— START Records for the exercise —
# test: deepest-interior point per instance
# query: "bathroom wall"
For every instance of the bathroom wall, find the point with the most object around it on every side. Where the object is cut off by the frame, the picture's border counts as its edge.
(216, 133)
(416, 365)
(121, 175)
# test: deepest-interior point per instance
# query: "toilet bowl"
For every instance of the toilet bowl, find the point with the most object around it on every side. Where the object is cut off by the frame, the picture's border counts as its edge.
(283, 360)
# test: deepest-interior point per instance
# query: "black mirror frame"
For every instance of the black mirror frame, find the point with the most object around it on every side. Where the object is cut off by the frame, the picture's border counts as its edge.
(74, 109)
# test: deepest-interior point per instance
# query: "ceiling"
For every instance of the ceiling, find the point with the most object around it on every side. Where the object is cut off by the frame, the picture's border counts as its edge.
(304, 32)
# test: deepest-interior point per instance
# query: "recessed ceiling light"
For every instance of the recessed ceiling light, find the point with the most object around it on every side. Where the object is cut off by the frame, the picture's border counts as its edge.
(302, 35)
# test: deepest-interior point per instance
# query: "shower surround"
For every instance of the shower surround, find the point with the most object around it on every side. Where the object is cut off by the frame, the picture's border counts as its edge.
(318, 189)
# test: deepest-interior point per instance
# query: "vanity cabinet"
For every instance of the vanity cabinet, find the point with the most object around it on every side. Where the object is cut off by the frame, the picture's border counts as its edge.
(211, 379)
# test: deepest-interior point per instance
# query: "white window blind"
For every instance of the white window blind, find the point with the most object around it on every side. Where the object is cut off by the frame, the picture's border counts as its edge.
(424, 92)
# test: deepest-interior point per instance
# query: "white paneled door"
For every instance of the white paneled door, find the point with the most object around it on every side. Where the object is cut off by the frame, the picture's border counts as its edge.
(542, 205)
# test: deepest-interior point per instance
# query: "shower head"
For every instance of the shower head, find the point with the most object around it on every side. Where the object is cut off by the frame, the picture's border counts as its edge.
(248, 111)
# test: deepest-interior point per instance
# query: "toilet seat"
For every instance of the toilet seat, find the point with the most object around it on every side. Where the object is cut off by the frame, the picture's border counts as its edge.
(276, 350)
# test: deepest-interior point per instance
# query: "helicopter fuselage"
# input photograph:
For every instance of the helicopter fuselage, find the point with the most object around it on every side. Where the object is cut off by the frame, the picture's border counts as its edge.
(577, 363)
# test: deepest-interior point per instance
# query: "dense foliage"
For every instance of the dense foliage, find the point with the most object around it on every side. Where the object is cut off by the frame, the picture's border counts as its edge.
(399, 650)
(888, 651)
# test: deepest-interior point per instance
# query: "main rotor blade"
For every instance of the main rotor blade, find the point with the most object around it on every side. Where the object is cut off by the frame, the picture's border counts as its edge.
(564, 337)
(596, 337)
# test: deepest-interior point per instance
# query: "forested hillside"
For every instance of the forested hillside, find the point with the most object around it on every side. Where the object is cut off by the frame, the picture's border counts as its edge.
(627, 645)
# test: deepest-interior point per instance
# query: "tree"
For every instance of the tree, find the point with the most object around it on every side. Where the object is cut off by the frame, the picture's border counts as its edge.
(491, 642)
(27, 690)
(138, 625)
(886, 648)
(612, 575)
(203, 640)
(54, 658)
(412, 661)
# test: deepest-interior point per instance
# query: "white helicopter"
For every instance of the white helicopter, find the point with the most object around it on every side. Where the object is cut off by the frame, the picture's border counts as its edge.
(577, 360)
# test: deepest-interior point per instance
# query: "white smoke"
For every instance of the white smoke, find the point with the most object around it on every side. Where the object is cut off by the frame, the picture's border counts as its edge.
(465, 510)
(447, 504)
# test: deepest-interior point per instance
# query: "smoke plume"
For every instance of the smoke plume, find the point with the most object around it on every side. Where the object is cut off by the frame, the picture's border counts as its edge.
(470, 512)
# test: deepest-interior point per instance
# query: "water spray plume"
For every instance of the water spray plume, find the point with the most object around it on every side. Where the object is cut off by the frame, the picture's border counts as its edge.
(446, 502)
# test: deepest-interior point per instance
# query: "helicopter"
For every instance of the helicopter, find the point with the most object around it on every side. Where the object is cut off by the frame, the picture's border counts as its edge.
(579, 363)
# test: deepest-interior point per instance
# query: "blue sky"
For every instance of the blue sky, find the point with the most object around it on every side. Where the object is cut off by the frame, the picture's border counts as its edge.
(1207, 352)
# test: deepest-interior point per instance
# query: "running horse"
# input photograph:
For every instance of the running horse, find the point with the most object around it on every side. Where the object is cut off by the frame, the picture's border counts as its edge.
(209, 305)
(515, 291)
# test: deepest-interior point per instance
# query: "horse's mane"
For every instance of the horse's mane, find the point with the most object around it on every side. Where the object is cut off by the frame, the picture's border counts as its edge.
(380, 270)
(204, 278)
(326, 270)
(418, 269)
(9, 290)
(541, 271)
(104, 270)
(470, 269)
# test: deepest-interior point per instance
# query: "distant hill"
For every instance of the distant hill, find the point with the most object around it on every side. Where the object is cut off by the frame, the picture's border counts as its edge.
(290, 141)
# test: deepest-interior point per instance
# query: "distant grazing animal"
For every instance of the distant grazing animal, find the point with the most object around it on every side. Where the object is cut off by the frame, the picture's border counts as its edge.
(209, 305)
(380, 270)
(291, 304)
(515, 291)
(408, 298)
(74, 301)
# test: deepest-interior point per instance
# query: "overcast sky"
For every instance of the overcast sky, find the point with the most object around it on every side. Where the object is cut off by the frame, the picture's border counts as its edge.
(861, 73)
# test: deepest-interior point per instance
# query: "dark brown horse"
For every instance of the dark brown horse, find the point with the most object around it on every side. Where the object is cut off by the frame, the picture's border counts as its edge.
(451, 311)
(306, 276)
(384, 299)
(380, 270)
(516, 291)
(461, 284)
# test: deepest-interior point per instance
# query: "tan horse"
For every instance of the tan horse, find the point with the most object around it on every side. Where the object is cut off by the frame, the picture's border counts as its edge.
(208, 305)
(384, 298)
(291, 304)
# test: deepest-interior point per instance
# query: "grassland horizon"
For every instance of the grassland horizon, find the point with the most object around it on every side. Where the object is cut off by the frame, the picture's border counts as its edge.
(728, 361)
— END Records for the exercise —
What is needed: Retype the material above, line by line, exactly.

Written answer:
# test: deepest-interior point per instance
# query: "bathroom wall"
For every instance of the bathroom wall, find the point with the most object around it on every side. Where the object is cut off by the frame, the picture's border counts as its edge.
(216, 133)
(416, 365)
(121, 175)
# test: deepest-interior point per instance
# query: "toilet bowl"
For every instance of the toilet bowl, find the point with the most object around it on every side. Where the object is cut off by the frame, the picture's border counts as its edge.
(283, 360)
# test: deepest-interior point per instance
# query: "black mirror frame"
For every instance of the black mirror frame, find the point with the most object around it on every side. Where the object is cut off by the frame, the picture's border counts as its edge.
(74, 109)
# test: deepest-interior point per instance
# query: "ceiling"
For every instance of the ceiling, find the point with the most object around it on every side. Where the object is cut off by the frame, the picture's border counts as its edge.
(304, 32)
# test: deepest-interior point per instance
# query: "recessed ceiling light"
For every instance of the recessed ceiling light, find the point with the most object around it on every side. Where the object is cut off by the frame, the picture's border counts as its edge.
(302, 35)
# test: deepest-interior point per instance
# query: "shower surround"
For every instance of the shower surround, find the point with the most object around it on every side. Where the object is cut off by the frame, the picture's border counts as its edge.
(318, 189)
# test: deepest-interior point per instance
# query: "vanity cabinet"
For every instance of the vanity cabinet, find the point with the most object around it on every side. Where the object is cut off by the frame, the picture's border counts as its edge.
(211, 379)
# test: deepest-interior point per instance
# query: "white window blind"
For every instance of the white window blind, find the point with the most object around it on every side. Where the object is cut off by the frame, the picture's border counts as its edge.
(424, 92)
# test: deepest-interior point per instance
# query: "white paneled door"
For every instance of the white paneled door, find the point with the most object around it on every side. Where the object is cut off by the frame, the picture's border counts as its edge.
(542, 205)
# test: deepest-interior point per instance
# query: "shower head"
For every instance of the shower head, find the point with the most object around it on every side. Where the object is cut off by the frame, the picture's border counts as its edge.
(248, 111)
# test: deepest-interior point per instance
# query: "toilet seat"
For every instance of the toilet seat, find the point with the most object around it on every side. Where the object is cut off by the frame, the picture's border counts as its edge.
(276, 350)
# test: deepest-interior point per instance
# query: "helicopter fuselage"
# input photograph:
For every instance of the helicopter fuselage, find the point with the most object around it on every side. Where the object is cut off by the frame, the picture's border counts as its edge.
(577, 363)
# test: deepest-interior point per instance
# query: "dense foliage"
For every instance of the dense foliage, find the point with the most object around it on every side. Where the object is cut off by the frame, the picture's border counts as its edge.
(399, 650)
(888, 651)
# test: deepest-interior point per instance
# query: "main rotor blade"
For every instance of the main rotor blade, find the point with the most object around it on every side. Where the object is cut off by the frame, the picture's border counts as its edge.
(564, 337)
(596, 337)
# test: deepest-interior point per instance
# query: "forested hillside"
For every instance of the forested hillside, find the point with the most object around it on every side. Where the object is cut off by the frame, the picture's border counts as its edge.
(627, 645)
# test: deepest-interior point per instance
# query: "tree"
For every instance of the tree, find the point with the most object around it on every side. Where the object is cut off by the frame, the picture's border counts as its edge.
(491, 642)
(27, 690)
(138, 625)
(886, 648)
(612, 575)
(203, 640)
(54, 658)
(412, 661)
# test: deepest-interior point per instance
# query: "white helicopter"
For every instance of the white helicopter, find the point with the most object around it on every side. Where the object is cut off by the frame, the picture's border counts as its edge.
(577, 360)
# test: deepest-interior point per instance
# query: "white smoke"
For every instance of the white smoke, find the point with the most object around it on every side. Where the object is cut off by the frame, the picture's border counts as its edge.
(465, 510)
(447, 504)
# test: deepest-interior point per instance
# query: "smoke plume"
For every instance of the smoke plume, find the point with the most object around it on every side. Where the object is cut off by the frame, the picture's border counts as its edge.
(470, 512)
# test: deepest-interior point per instance
# query: "water spray plume"
For every instance of the water spray plume, find the point with the most object around it on every side. Where the object is cut off by the frame, the picture's border counts as its edge.
(446, 502)
# test: deepest-interior point per instance
# query: "helicopter"
For every instance of the helicopter, find the point with the most object around it on every side. Where the object is cut off by the frame, the picture's border counts as its edge.
(579, 363)
# test: deepest-interior point per instance
# query: "blue sky"
For every instance of the blue sky, find the point with the most object around it on every side. Where the object is cut off by the frame, the picture's border counts as its edge.
(1207, 352)
# test: deepest-interior point per instance
# query: "running horse"
# input photograph:
For every instance of the running horse, find the point with the most object around it on every side. Where the object is cut off by the frame, the picture's border counts as its edge.
(209, 305)
(515, 291)
# test: deepest-interior point per instance
# query: "horse's mane"
For every instance of the horse's mane, find the point with the most object around it on every side. Where the object is cut off by the frame, the picture's border counts as its edge.
(380, 270)
(204, 278)
(326, 270)
(418, 269)
(9, 290)
(541, 271)
(104, 270)
(470, 269)
# test: deepest-interior point per instance
# query: "distant hill"
For every instance of the distant hill, find the point with the most object around it on every side. Where the object is cut off by the frame, the picture's border counts as its edge.
(290, 141)
# test: deepest-interior point per instance
# query: "distant grazing animal"
For every instance of the distant grazing animal, find the point with the most object around it on every side. Where the object is cut off by the frame, the picture's border counts as its edge.
(209, 305)
(380, 270)
(291, 304)
(515, 291)
(408, 298)
(74, 301)
# test: deepest-interior point per instance
# query: "overcast sky"
For every instance of the overcast sky, find the point with the most object around it on every side. Where the object is cut off by the frame, the picture's border counts as its edge.
(861, 73)
# test: deepest-interior point per instance
# query: "dark brown horse"
For every instance of the dark brown horse, find the point with the most object around it on every side. Where the object is cut off by the frame, the picture's border counts as its edge.
(451, 311)
(306, 276)
(384, 299)
(380, 270)
(516, 291)
(461, 284)
# test: deepest-interior point per instance
# query: "tan horse"
For every instance of the tan horse, find the point with the most object around it on every side. Where the object is cut off by the frame, the picture's border counts as its edge.
(208, 305)
(384, 298)
(291, 304)
# test: deepest-interior point per instance
# query: "grassland horizon"
For every instance of the grassland horizon, find the point with the most object around it on every side. Where the object is cut off by the frame, the picture's border counts as its edge.
(728, 361)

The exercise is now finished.